Travail à faire
- 1) Dites si chacune des affirmations suivantes concorde avec le texte sur la colère, en répondant par oui ou par non et en citant les mots décisifs du texte : (a) Sophie Galabru a consacré sa thèse à Emmanuel Levinas ; (b) son essai paraît aux éditions Gallimard ; (c) la colère y est désignée comme le quatrième des sept péchés capitaux.
- 2) D'après le texte sur la colère, quel philosophe a qualifié la colère de « passion triste » ?
- 3) Poursuivez, s'il vous plaît, le texte sur la colère à partir de sa dernière phrase.

Texte de la page
——

Sophie Galabru : "La colère nous permet de retrouver une amitié avec nous-même"

La philosophe Sophie Galabru
il y a 10 heures - mise à jour il y a 10 heures2 min
Par Tania Markovic et Simon Brunfaut

Ce samedi dans La Couleur des Idées, Simon Brunfaut reçoit la philosophe Sophie Galabru. Celle qui a consacré sa thèse à la pensée d’Emmanuel Levinas publie un premier essai aux éditions Flammarion intitulé " Le visage de nos colères " dans lequel elle nous invite à reconsidérer ce sentiment. Souvent décriée, perçue comme une émotion négative, incontrôlable de surcroît et donc redoutée, la colère n’a pas bonne presse. Sophie Galabru, elle, la présente sous un jour nouveau. Pour écrire son essai, elle a mené l’enquête. Ses investigations l’ont penché à se conduire sur la perception de la colère dans l’histoire philosophique et religieuse. S’opposant aux thèses des philosophes rationalistes reprises par le christianisme et particulièrement le catholicisme qui soutiennent, selon le mot de Spinoza, que la colère est une " passion triste ", la philosophe montre qu’il existe des colères saines. Sous sa plume, le quatrième des sept péchés capitaux devient vertueux, permettant une émancipation nécessaire, à la fois dans nos vies intimes et dans la préservation du lien social.

——

Données fournies
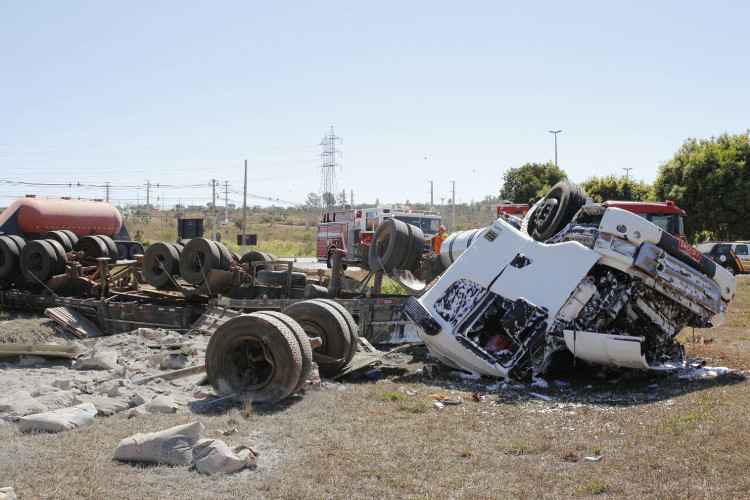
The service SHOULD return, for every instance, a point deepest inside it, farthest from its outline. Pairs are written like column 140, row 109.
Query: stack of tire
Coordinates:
column 41, row 260
column 94, row 247
column 11, row 247
column 200, row 256
column 161, row 264
column 396, row 245
column 265, row 357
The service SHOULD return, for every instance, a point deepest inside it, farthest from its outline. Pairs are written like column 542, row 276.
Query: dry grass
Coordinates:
column 675, row 439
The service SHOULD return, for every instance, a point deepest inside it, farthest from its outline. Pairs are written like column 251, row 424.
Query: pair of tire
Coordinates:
column 11, row 247
column 41, row 260
column 67, row 238
column 161, row 264
column 396, row 245
column 200, row 256
column 266, row 356
column 555, row 211
column 94, row 247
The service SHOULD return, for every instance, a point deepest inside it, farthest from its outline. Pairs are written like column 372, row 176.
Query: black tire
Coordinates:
column 62, row 238
column 237, row 359
column 556, row 210
column 198, row 258
column 255, row 256
column 38, row 262
column 321, row 320
column 226, row 255
column 135, row 248
column 10, row 263
column 160, row 262
column 304, row 344
column 279, row 278
column 73, row 237
column 389, row 246
column 92, row 248
column 110, row 244
column 350, row 322
column 62, row 259
column 123, row 249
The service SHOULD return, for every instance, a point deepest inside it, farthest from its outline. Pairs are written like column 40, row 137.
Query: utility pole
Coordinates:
column 226, row 202
column 555, row 132
column 244, row 208
column 214, row 182
column 453, row 202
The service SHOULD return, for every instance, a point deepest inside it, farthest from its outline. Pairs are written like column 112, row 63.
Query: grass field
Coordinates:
column 660, row 437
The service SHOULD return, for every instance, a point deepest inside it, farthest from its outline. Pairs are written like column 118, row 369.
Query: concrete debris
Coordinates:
column 162, row 404
column 97, row 360
column 213, row 456
column 704, row 372
column 8, row 493
column 173, row 361
column 60, row 420
column 18, row 404
column 173, row 446
column 106, row 406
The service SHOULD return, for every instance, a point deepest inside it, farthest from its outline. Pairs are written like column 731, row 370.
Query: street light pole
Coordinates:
column 555, row 132
column 627, row 173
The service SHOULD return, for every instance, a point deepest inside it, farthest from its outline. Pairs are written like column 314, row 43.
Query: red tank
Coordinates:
column 83, row 217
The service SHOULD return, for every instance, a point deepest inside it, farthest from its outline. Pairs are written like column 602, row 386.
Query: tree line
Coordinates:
column 708, row 178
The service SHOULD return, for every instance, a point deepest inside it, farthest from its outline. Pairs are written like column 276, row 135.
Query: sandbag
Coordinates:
column 173, row 446
column 60, row 420
column 213, row 456
column 19, row 404
column 8, row 493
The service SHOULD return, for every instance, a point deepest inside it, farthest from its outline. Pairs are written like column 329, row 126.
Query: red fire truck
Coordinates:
column 352, row 230
column 664, row 214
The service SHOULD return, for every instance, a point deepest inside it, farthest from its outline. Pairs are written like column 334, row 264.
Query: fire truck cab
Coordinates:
column 665, row 214
column 352, row 229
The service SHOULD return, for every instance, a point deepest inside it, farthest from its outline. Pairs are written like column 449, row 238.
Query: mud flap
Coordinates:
column 613, row 350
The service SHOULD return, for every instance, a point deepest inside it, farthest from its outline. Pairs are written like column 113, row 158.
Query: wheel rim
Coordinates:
column 252, row 365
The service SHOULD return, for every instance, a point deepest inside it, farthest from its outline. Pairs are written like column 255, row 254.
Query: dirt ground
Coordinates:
column 658, row 437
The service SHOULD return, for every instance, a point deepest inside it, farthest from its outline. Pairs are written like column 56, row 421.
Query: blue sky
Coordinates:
column 180, row 92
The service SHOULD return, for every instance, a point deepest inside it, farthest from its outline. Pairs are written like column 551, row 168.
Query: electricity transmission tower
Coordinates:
column 328, row 164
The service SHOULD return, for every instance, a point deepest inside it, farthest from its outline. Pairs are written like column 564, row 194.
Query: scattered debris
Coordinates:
column 97, row 360
column 213, row 456
column 8, row 493
column 543, row 397
column 173, row 446
column 70, row 351
column 704, row 372
column 72, row 321
column 63, row 419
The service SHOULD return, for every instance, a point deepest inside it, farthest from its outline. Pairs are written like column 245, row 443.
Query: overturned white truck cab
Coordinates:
column 604, row 285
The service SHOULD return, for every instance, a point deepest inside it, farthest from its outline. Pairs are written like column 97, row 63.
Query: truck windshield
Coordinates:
column 427, row 225
column 671, row 223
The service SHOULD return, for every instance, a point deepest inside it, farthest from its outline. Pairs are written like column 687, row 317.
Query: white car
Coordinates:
column 606, row 286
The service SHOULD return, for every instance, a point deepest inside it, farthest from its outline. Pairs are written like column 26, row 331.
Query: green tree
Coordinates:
column 611, row 187
column 710, row 179
column 530, row 181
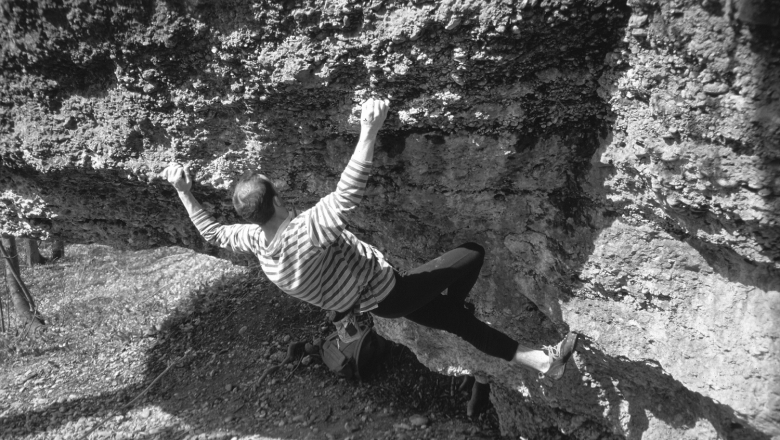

——

Réponses
- 1)
(a) Oui : « Celle qui a consacré sa thèse à la pensée d’Emmanuel Levinas ».
(b) Non : « publie un premier essai aux éditions Flammarion ».
(c) Oui : « le quatrième des sept péchés capitaux devient vertueux ».

- 2) Spinoza.

- 3)
Les vertus de la colère

Dans "Le visage de nos colères", Sophie Galabru écrit : "Je ressens depuis longtemps que la colère est une ressource de vitalité". Elle explique que, lorsque nous sommes en colère – une colère philosophique dirigée pour se défendre ou restaurer la justice, par exemple – nous nous mobilisons tout entier pour lutter. La colère, comme dans le cas des mouvements civiques américains, nous met en mouvement, nous permettant d’obtenir des avancées majeures ou, dans ce cas précis, justice.

La colère nous permet de trouver de l’énergie pour combattre face à ce qui nous blesse ou nous épuise.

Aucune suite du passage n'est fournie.